Return each line of the records with nothing changed, pictures excepted.

───── DATASET RECORDS ─────

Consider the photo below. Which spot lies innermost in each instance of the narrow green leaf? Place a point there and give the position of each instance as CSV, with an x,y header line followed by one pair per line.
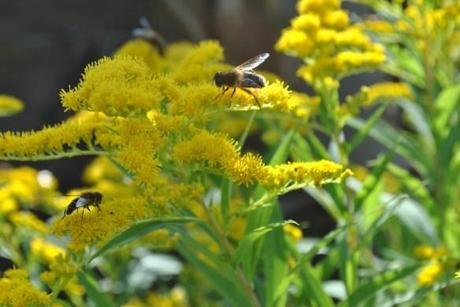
x,y
275,264
417,220
312,288
99,298
419,121
140,229
362,133
445,106
372,180
408,147
377,283
218,272
261,217
246,244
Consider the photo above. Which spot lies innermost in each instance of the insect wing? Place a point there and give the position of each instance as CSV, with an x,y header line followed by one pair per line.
x,y
81,202
253,62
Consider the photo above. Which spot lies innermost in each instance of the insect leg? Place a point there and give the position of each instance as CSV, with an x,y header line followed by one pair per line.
x,y
224,89
252,94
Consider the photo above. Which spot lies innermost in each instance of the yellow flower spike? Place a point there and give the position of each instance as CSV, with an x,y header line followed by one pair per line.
x,y
457,275
337,19
10,105
293,231
386,90
101,168
97,227
317,6
429,274
17,291
245,169
27,219
424,252
114,86
213,148
302,174
306,22
176,52
50,141
45,250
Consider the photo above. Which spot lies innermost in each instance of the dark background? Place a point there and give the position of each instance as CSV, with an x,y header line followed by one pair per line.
x,y
44,46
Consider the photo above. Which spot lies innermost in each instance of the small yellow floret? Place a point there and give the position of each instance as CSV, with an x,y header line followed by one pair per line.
x,y
17,291
429,274
10,105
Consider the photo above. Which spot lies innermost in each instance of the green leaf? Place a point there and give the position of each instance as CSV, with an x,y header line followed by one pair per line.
x,y
275,263
362,133
312,288
140,229
373,179
446,105
261,216
377,283
419,122
99,298
408,147
417,220
332,235
221,275
246,244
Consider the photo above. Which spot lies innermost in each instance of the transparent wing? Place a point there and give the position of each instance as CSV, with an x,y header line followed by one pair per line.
x,y
81,202
253,62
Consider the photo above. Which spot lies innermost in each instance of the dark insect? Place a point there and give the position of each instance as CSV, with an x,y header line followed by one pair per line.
x,y
147,33
242,77
85,201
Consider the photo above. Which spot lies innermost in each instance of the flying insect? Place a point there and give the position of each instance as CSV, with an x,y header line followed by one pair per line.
x,y
85,201
242,77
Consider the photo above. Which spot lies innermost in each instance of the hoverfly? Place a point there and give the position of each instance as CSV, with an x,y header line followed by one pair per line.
x,y
242,77
85,201
145,31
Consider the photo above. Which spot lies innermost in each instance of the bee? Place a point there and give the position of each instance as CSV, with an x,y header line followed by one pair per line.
x,y
85,201
145,31
242,77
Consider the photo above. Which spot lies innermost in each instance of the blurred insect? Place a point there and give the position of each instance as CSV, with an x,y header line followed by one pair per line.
x,y
242,77
85,201
146,32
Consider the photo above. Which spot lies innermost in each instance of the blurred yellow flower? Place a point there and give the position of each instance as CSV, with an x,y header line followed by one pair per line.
x,y
17,291
293,231
429,274
10,105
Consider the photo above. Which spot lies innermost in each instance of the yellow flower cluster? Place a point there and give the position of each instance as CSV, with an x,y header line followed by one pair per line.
x,y
97,227
10,105
175,298
45,250
17,291
430,272
218,152
50,141
330,46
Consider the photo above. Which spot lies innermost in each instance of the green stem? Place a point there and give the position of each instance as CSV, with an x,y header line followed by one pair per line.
x,y
228,250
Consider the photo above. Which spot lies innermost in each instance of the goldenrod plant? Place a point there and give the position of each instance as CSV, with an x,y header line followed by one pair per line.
x,y
189,216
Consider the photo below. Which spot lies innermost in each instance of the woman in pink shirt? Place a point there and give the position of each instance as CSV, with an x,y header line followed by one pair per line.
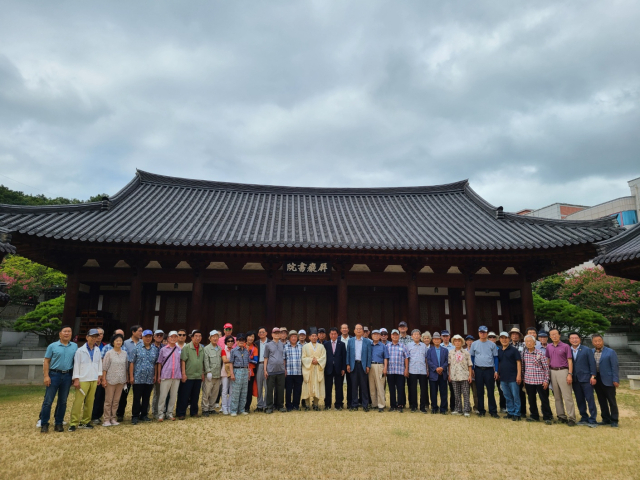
x,y
169,374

─────

**ANSWER SPACE**
Consider the photo below. Which spot lies innermost in each instance of the narrow green leaf? Place a point there and give the position of each instance as CSV, with an x,y header line followed by one pair per line.
x,y
275,264
417,220
312,288
99,298
419,121
140,229
362,133
445,106
372,180
408,147
377,283
218,272
261,217
246,244
Consider the photo above. Which spot lies innermost in each instance of the insect wing? Place a point there and give the position of each instance as CSV, with an x,y header line followed by one pair per line.
x,y
81,202
253,62
Consider the photo above. Which spot lies innermost in each instance of the insect leg? Place a point there and give the position of each instance as CSV, with an x,y header line followed by one pair per line.
x,y
224,89
252,94
Consider the photo above. Which spot lies innermost in each instance of the yellow flower spike? Place a point there and give the position of each instance as CSV, with an x,y header line followed by one pair per line.
x,y
457,275
337,19
10,105
293,231
386,90
101,168
97,227
317,6
429,274
17,291
245,169
27,219
424,252
114,86
213,148
302,174
306,22
176,52
50,141
45,250
Consider the photo above. Which spot lies innermost in each instance of the dark background? Place a point there and give the position of each instance as CSV, with an x,y header line followed by one pair per line.
x,y
44,46
Consider the photo above. Which spot lies innermost in each instance of the small yellow floret? Place a point there and give the position of each instance as CSV, with an x,y header line followed by one pair per line.
x,y
17,291
429,274
10,105
Consider the photo above. Which spot lies innermost in each instance of the green leaf? Place a point there and give the position of each instance as CSV, with an x,y header line followed by one pair per line.
x,y
275,263
362,133
312,288
140,229
373,179
446,105
261,216
377,283
419,122
99,298
408,147
417,220
332,235
221,275
246,244
Consider the photo above. Which spot lies innermost in each instance of the transparent wing? Place a point there and give the position of each instance as CSV, with an x,y header line followed by one pair per line.
x,y
81,202
253,62
Consider the photo above. Which spot lies innermost in each instance of the dark insect? Place a point there and give the position of each instance as CSV, with an x,y header line followed by one pair per line.
x,y
147,33
242,77
85,201
Consider the photo above. Which spot lies innermost in each instance of the flying insect? Place a point there and give the position of each instance as CSV, with an x,y header line followed by one pair per line.
x,y
85,201
242,77
Consider the photo above. Which spot lies innermost in each instance of the hoverfly? Place a point there and give the position of each instance as CSV, with an x,y header line followed by one pair per line.
x,y
242,77
85,201
145,31
Consider the photo above. Which spot lies innermost in each instance of the bee? Place a point there and give the position of each instance as CSV, with an x,y header line followed by one pair per line.
x,y
85,201
145,31
242,77
Consider the photo above. Which spot lies innermost in each instance of the blurred insect? Place a point there and give the position of each instance as CSV, with an x,y header line followed by one pair per line.
x,y
242,77
85,201
146,32
Consider the photo above. Which spot lies innermost in each instance of the blurred yellow flower? Place a point there and give the position of each instance as CSV, with an x,y header line followed by one pair per line.
x,y
17,291
293,231
429,274
10,105
Consider the photo above. Which spot lies innermost in each instance of the yellow flower cluster? Place a point there and give the position of each instance as CSV, with an x,y header line followed by one pair per line.
x,y
97,227
10,105
175,298
45,250
17,291
430,272
218,152
50,141
330,46
Consider the photo above. Which spot lies innermost in each instance of the green stem? Place a point there and give the position of each instance as CSV, with an x,y header line followed by one pair per line.
x,y
228,250
Consider the photo above. Which spot lies innermost in each instance of the goldenrod plant? Place a point there and give the position of each instance as CSV, with an x,y header line followed by one pair per line.
x,y
189,216
Consider the photo below. Which spot lies innermost in each instance of the woman in pink shirt? Place a point there and give the position of each instance as CSV, with an x,y header line followed by one pair per line.
x,y
169,374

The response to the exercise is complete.